*** PAGE TEXT

But now suppose there are multiple response variables (p > 1) and covariates (k > 0). There are so many more things that can go wrong.
Residual errors of model fits may not be normal, so you have to transform some
of the response variables; a subset of the covariates might be highly
correlated so that using a principle component score in their stead may lead to
a more elegant and simpler model; there may be a clustering effect where
response variables are better understood by combining some of them; there may
be important non-linearity in the relationships that cannot be dealt with in
the ANCOVA model, and so on. Each one of these potentially requires the
registration of another experiment, since
such circumstances could not have been foreseen and were not included in the
registered experiment.
The distinction is rightly made between ‘exploratory’
and ‘confirmatory’ experiments. In practice experiments are a mixture of these
- what started out as ‘confirmatory’ can quickly become ‘exploratory’ in the light
of data. Perhaps only in physics there are such clear cut ‘experiments’, for
example, to confirm the predictions of the theory of relatively by observing
light bending during eclipses. Once we deal with data in behavioural,
psychological or medical sciences things are just messy, and the attempt to try
to force these into the mould of physics is damaging.
Research is not carried out in a vacuum: there
are strong economic and personal pressures on researchers - not least of which
for some is the issue of ‘tenure’. At the most base level tenure may depend on
how many and how often P < 0.05 can be found. Faced with life-changing
pressures researchers may choose to run their experiment, then ‘fish’ for some
result, and then register it, reporting it only some months after the actual experiment
was done.
Registration is going to solve nothing at
all. It encourages an input-output type of research and analysis. Register the
design, do the experiment, run the results through SPSS, publish the paper (if
there is a P < 0.05). In fact too many papers follow this formula -
evidenced by the fact that the results section starts with F-tests and t-tests without even presenting
first in a straightforward way in tables and graphs what the data shows. This
further illustrates the fact that apart from the initial idea that led to the
experiment, there is no intervention of thought in the rest of the process -
presenting data in a useful way and discussing it before ever presenting a ‘test’
requires thought. In this process discovery
is out the window, because this occurs when you get results that are not those
that were predicted by the experiment. At best discovery becomes extremely
expensive - since the ‘discovery’ could only be followed through by the
registration of another experiment that would specifically address this.
9 Comments:
To summarize, your argument is "It's hard to do reproducible science and it sometimes requires more experiments, so let's instead continue to do non-reproducible science." The distinction between exploratory and confirmatory analyses was so very clear in your own example; you then dismissed it by just claiming that it's not always clear cut? Of course it's not always clear cut but the whole point is that we should try whatever it takes to move away from non-reproducible to reproducible science. What do you propose to achieve that?
This argument is not about reproducible science. It is saying that "registration" is an incorrect and dangerous way to try to get good science. I specifically refer to registration of analyses (there's nothing wrong with registration of experimental designs). Registration of analyses is completely unrealistic, because real data is rarely the neat stuff you read in text books. It has outliers (when to 'remove' them and when not), it has missing values, it doesn't follow standard distributions, no amount of 'transformation' of the variables gets you to a mathematically neat distribution etc.. So the analysis is rarely the straightforward "Do an ANOVA" following a textbook formula.
So this case is nothing to do with reproducible science. My argument is against bureaucratic sham solutions to problems, and registration is at best a bureaucratic approach that will solve nothing, and may put people off science altogether.

******
*** EXCERPTED RECORDS

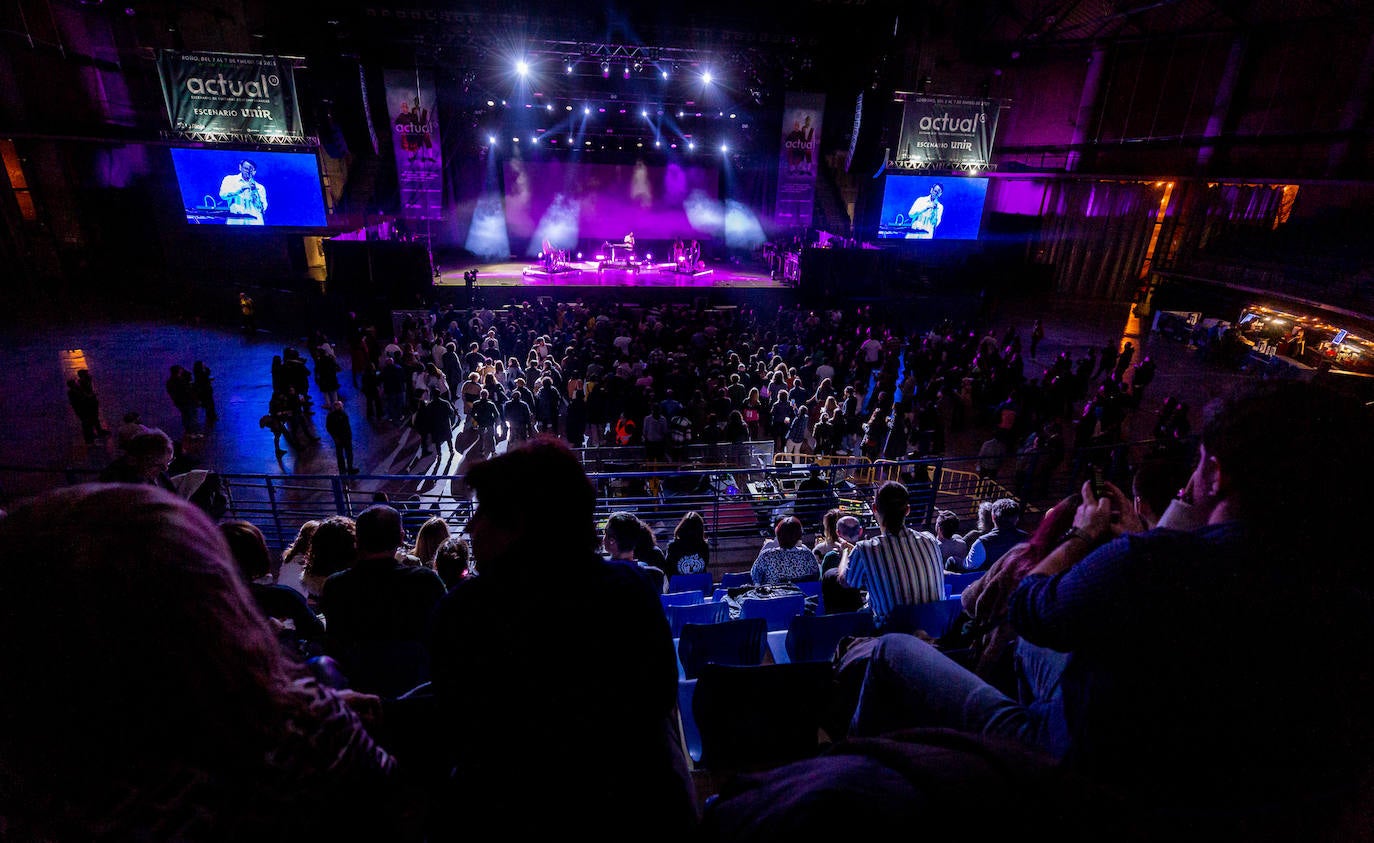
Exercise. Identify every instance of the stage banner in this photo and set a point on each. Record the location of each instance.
(947, 129)
(231, 92)
(798, 158)
(412, 113)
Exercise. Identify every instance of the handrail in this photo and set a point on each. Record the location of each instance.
(735, 500)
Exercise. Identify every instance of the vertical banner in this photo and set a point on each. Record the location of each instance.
(230, 92)
(798, 158)
(948, 131)
(412, 114)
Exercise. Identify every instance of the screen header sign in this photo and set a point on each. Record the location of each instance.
(230, 92)
(948, 129)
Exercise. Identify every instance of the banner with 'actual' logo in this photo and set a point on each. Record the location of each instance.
(798, 159)
(948, 131)
(231, 92)
(412, 114)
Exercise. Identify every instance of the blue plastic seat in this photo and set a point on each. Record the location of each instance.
(735, 580)
(684, 582)
(775, 611)
(811, 588)
(695, 613)
(933, 618)
(815, 637)
(680, 597)
(726, 643)
(759, 717)
(956, 582)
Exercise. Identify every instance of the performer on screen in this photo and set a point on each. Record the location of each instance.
(245, 195)
(926, 213)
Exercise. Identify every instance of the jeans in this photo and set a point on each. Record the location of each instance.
(911, 684)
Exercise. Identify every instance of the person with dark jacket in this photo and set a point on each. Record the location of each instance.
(620, 692)
(341, 430)
(377, 611)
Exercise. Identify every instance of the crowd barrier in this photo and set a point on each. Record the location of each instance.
(738, 489)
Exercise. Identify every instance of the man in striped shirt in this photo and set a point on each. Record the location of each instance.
(897, 567)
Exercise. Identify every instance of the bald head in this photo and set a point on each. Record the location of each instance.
(849, 529)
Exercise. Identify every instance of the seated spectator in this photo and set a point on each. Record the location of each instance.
(157, 703)
(1165, 695)
(836, 596)
(144, 460)
(689, 551)
(623, 534)
(298, 629)
(590, 735)
(452, 562)
(789, 560)
(333, 549)
(428, 540)
(983, 526)
(1154, 485)
(897, 567)
(985, 599)
(378, 610)
(952, 548)
(826, 541)
(991, 545)
(291, 571)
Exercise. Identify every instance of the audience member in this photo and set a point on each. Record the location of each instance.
(952, 548)
(897, 567)
(787, 560)
(1167, 694)
(991, 545)
(378, 610)
(291, 618)
(452, 562)
(432, 534)
(689, 551)
(157, 703)
(612, 706)
(623, 534)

******

**APPLY WHAT YOU READ:**
A - Using the text on experiment registration, decide whether each statement agrees with it: (i) The author objects to registering experimental designs. (ii) Tenure may depend on how many and how often P < 0.05 can be found. (iii) Clear-cut experiments exist perhaps only in chemistry. Answer yes or no for each and quote the deciding words.
B - Transcribe the text on experiment registration, starting with "The distinction is" and going on through "physics is damaging.".

**ANSWERS:**
A -
(i) No: "there's nothing wrong with registration of experimental designs"
(ii) Yes: "At the most base level tenure may depend on how many and how often P < 0.05 can be found."
(iii) No: "Perhaps only in physics there are such clear cut ‘experiments’"

B -
The distinction is rightly made between ‘exploratory’
and ‘confirmatory’ experiments. In practice experiments are a mixture of these
- what started out as ‘confirmatory’ can quickly become ‘exploratory’ in the light
of data. Perhaps only in physics there are such clear cut ‘experiments’, for
example, to confirm the predictions of the theory of relatively by observing
light bending during eclipses. Once we deal with data in behavioural,
psychological or medical sciences things are just messy, and the attempt to try
to force these into the mould of physics is damaging.